◆ **TASK BRIEF**
Please find each line in the listing below that contains the word "drinking" and copy those lines out.

──────── LISTED ENTRIES ────────

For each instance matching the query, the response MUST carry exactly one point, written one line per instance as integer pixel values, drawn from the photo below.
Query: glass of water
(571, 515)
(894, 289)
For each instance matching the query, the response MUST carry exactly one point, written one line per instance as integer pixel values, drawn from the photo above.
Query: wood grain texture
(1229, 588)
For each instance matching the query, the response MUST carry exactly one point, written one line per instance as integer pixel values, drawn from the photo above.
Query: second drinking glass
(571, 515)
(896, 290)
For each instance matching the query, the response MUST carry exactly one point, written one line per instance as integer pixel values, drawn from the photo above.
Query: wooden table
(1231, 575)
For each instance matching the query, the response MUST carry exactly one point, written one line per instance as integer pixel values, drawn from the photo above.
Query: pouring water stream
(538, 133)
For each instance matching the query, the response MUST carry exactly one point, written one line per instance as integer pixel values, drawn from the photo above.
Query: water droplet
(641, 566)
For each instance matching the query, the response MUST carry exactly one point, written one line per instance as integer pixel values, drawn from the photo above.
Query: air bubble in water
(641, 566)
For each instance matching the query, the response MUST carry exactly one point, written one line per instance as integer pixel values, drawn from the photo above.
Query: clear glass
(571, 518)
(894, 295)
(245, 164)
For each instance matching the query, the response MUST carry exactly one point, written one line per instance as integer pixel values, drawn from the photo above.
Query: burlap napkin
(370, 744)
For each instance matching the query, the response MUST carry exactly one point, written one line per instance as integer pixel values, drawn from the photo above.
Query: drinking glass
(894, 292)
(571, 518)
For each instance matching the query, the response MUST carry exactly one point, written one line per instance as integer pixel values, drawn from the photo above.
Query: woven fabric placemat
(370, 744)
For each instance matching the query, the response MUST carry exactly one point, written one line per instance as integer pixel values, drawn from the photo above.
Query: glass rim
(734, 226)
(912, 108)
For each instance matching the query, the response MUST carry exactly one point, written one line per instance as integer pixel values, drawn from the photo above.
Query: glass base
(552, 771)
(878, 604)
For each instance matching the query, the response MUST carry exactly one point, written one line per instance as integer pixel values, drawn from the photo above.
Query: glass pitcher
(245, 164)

────────

◆ **ANSWER BELOW**
Query: second drinking glass
Query: drinking glass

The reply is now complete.